* EXTRAIT DU TEXTE:

• • •

En outre, pour un pays dont la population doublera pratiquement dans trente ans, ces mesures à caractère social ne seront jamais aptes, à elles seules, à venir à bout de la pauvreté. Et d’ailleurs, le plus souvent, la faiblesse des revenus empêche les populations d’accéder pleinement aux services de base, dont les prestations, pour la plupart d’entre elles, ne sont pas gratuites. Et il n’est pas inutile de rappeler, à cet égard, que les deux tiers de la population (les habitants évoluant dans le secteur rural) disposent de moins de 300 francs Cfa par jour, pour vivre (les comptes nationaux de 2007 publiés par l’Agence Nationale de la Statistique et de la Démographie, montrent que sur un PIB de 5408 milliards, le secteur primaire, composé essentiellement de l’agriculture, de l’élevage et de la pêche, ne participe qu'à hauteur de 12,5 %, soit 676 milliards, ce qui, rapporté aux 7 millions de personnes concernées, et aux 365 jours que compte l’année, correspond à un revenu de 264 F Cfa par jour et par individu !)
Ainsi, le PDS, à son tour affaibli par un système de prise de décision n’obéissant pas à la discussion et au débat préalables qui doivent permettre de faire apparaître, chaque fois, une pluralité d’options possibles et de mesurer les atouts et inconvénients des unes et des autres, n’a pas encore été en mesure de régler les problèmes majeurs dont la solution conditionne l’engagement du pays dans la voie de son relèvement . En effet, l’orientation économique fondamentale qui devait accorder la priorité au développement des secteurs de production, en particulier du primaire auquel devrait être allouée la plus grande proportion des ressources publiques, n’a pas été retenue ; et pourtant c’est d’un tel choix que peut réellement dépendre la suppression de la pauvreté. Il s’agit en effet de produire pour la grande majorité, chemin faisant, faire travailler le plus grand nombre et leur assurer des revenus suffisants, cette création de nouvelles richesses offrant, ensuite, la possibilité d’accroitre les ressources de l’Etat issues des prélèvements fiscaux et devant fournir le moyen de financer les actions à caractère social.
(…) N’est-il pas de ce fati surréaliste de voir, dans la capitale, ces voies dites rapides et autres ponts ou échangeurs acquis au prix fort, alors que dans le reste du pays, les axes routiers bitumés (dont l’entretien souffre d’une grande irrégularité) peuvent se compter sur les doigts de la main et que l’habitat dans les campagnes n’est encore fait, dans sa grande majorité, que de pauvres paillottes, reflétant parfaitement le dénuement de ces populations ?
D’autre part, le coût de la vie qui, présentement, est la préoccupation majeure des Sénégalais, aurait pu certainement trouver des solutions dans la combinaison d’une révision de la fiscalité indirecte, d’une démarche ferme de diminution des charges publiques et à moyen terme d’un accroissement des productions alimentaires.

• • •

Enregistrements stockés:
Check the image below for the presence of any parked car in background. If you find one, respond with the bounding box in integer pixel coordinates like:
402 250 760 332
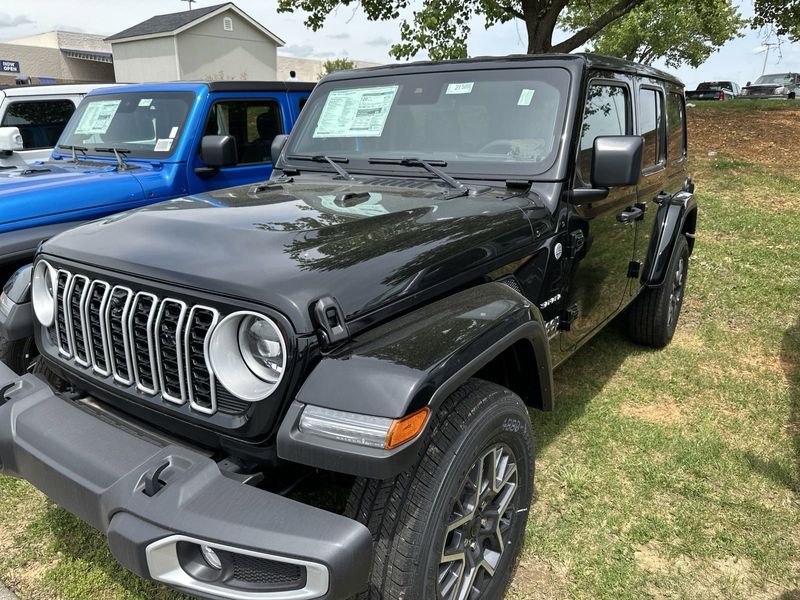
686 81 742 101
0 81 314 371
0 83 116 168
742 73 800 100
0 54 697 600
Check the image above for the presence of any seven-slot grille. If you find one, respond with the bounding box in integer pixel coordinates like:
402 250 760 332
53 269 234 415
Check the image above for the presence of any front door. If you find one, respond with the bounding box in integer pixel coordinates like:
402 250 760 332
561 79 637 350
189 96 289 192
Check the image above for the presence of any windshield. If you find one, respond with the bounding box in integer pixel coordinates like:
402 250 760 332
697 81 733 91
286 68 570 179
58 92 195 158
756 73 794 85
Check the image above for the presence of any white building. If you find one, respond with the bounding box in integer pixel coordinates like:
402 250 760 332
106 2 284 83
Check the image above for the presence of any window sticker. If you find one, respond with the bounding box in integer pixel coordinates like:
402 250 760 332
517 88 536 106
445 81 475 94
319 192 389 217
75 100 122 135
153 138 172 152
313 85 398 138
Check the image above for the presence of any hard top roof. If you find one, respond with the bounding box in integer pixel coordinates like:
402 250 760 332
86 81 316 95
325 52 683 86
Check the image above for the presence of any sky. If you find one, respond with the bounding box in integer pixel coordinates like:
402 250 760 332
0 0 800 89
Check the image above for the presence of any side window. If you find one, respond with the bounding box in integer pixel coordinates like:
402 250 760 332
204 100 283 165
578 84 630 185
639 88 665 169
667 92 686 162
0 100 75 150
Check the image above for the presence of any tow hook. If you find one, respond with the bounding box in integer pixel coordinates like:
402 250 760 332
142 460 169 498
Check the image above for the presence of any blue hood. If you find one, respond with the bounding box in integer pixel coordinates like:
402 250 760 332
0 161 151 233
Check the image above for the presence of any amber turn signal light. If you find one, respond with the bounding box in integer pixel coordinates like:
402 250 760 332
384 406 431 450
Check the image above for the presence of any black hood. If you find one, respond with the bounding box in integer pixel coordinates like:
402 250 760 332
43 180 549 333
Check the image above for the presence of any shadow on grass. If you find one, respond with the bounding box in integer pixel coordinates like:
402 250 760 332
745 319 800 492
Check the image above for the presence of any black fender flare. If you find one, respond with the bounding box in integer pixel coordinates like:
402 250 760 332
277 283 553 479
643 191 697 287
0 265 33 342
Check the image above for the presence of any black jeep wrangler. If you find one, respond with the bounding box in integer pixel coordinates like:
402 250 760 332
0 55 697 600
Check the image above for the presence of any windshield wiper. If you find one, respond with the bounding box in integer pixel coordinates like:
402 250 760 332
94 148 131 171
58 144 88 164
367 158 469 198
286 154 356 181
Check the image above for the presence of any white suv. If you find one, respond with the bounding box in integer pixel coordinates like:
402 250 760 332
0 83 117 168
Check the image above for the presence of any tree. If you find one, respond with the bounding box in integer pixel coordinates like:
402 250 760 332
322 58 356 75
753 0 800 41
560 0 747 67
278 0 664 60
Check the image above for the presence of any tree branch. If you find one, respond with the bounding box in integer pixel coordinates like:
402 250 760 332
552 0 645 52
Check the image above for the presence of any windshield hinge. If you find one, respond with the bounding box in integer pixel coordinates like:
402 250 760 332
506 179 533 190
314 296 350 348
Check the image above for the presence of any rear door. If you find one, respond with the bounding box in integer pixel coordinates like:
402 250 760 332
561 75 637 350
189 92 291 191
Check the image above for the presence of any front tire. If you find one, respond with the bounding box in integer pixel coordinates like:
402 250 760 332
628 235 689 348
347 380 534 600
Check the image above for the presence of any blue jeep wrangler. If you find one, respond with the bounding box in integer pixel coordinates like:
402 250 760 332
0 81 314 372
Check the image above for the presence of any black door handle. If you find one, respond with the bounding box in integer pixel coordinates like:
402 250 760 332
617 206 644 223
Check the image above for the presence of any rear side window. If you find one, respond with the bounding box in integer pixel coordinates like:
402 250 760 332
667 92 686 161
205 100 283 165
639 88 665 169
578 85 630 185
0 100 75 150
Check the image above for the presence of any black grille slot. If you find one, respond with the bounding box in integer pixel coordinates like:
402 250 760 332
186 307 217 410
108 288 132 382
157 300 186 402
131 295 156 392
231 553 306 590
86 282 108 373
69 277 89 364
56 271 72 356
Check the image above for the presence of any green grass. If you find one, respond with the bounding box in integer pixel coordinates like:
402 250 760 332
686 98 800 112
511 149 800 600
0 102 800 600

• • •

* CONSIGNES:
A: D'après le texte sur la pauvreté au Sénégal, quelle part du PIB le secteur primaire représente-t-il dans les comptes nationaux de 2007 ?
B: Résumez le texte sur la pauvreté au Sénégal en deux phrases.
C: Poursuivez le texte sur la pauvreté au Sénégal à partir de sa dernière phrase.
Ces entrées proviennent d'une autre source.

* RÉPONSES:
A: Il y participe à hauteur de 12,5 %, soit 676 milliards.

B: Les mesures à caractère social ne suffiront jamais à venir à bout de la pauvreté, d'autant que les deux tiers de la population, qui vivent en milieu rural, disposent de moins de 300 francs Cfa par jour. Le PDS n'a pas retenu la priorité au développement des secteurs de production, en particulier du primaire, dont dépend pourtant la suppression de la pauvreté, et le coût de la vie aurait pu être combattu par une révision de la fiscalité indirecte, une diminution des charges publiques et un accroissement des productions alimentaires.

C:
Un autre élément à ne pas négliger, concernant ces bilans, c’est la tendance observée, chez les principaux partis, d’avoir pour principale préoccupation la gestion et la défense des intérêts de leur appareil, de leur technostructure. Au Parlement, sous prétexte de moraliser certains aspects de la vie politique et mettre fin à la « transhumance » des parlementaires, des dispositions surprenantes de la Constitution (art 60 et 61 ) prévoient que la démission (qui le plus souvent n’est en réalité qu'une exclusion) d’un député de son parti entraine la perte de son mandat : mais en fait, cette sanction qui tombe, même lorsque le parlementaire se contente de soutenir une opinion tant soit peu contraire à celle du groupe ou de la formation à laquelle il appartient, n’est destinée qu'à empêcher les députés de se comporter en véritables représentants de la nation.
Il est impossible en effet de considérer que tous les textes qui sont soumis au vote du Parlement soient, chaque fois et dans leur intégralité, conformes aux intérêts du pays et surtout favorables au renforcement de la démocratie. Ainsi, quand on y regarde de près, l’on a nettement l’impression qu' il s’est invariablement constitué au Parlement, sous tous les régimes qui se sont succédé, un regroupement de personnes censées parler et travailler pour le compte des populations, alors que, en fait, elles n’agissent - ou ne réagissent - principalement, que pour préserver la position dominante d’un parti et de son chef, de manière à perpétuer le contrôle qu'ils exercent sur l’Etat.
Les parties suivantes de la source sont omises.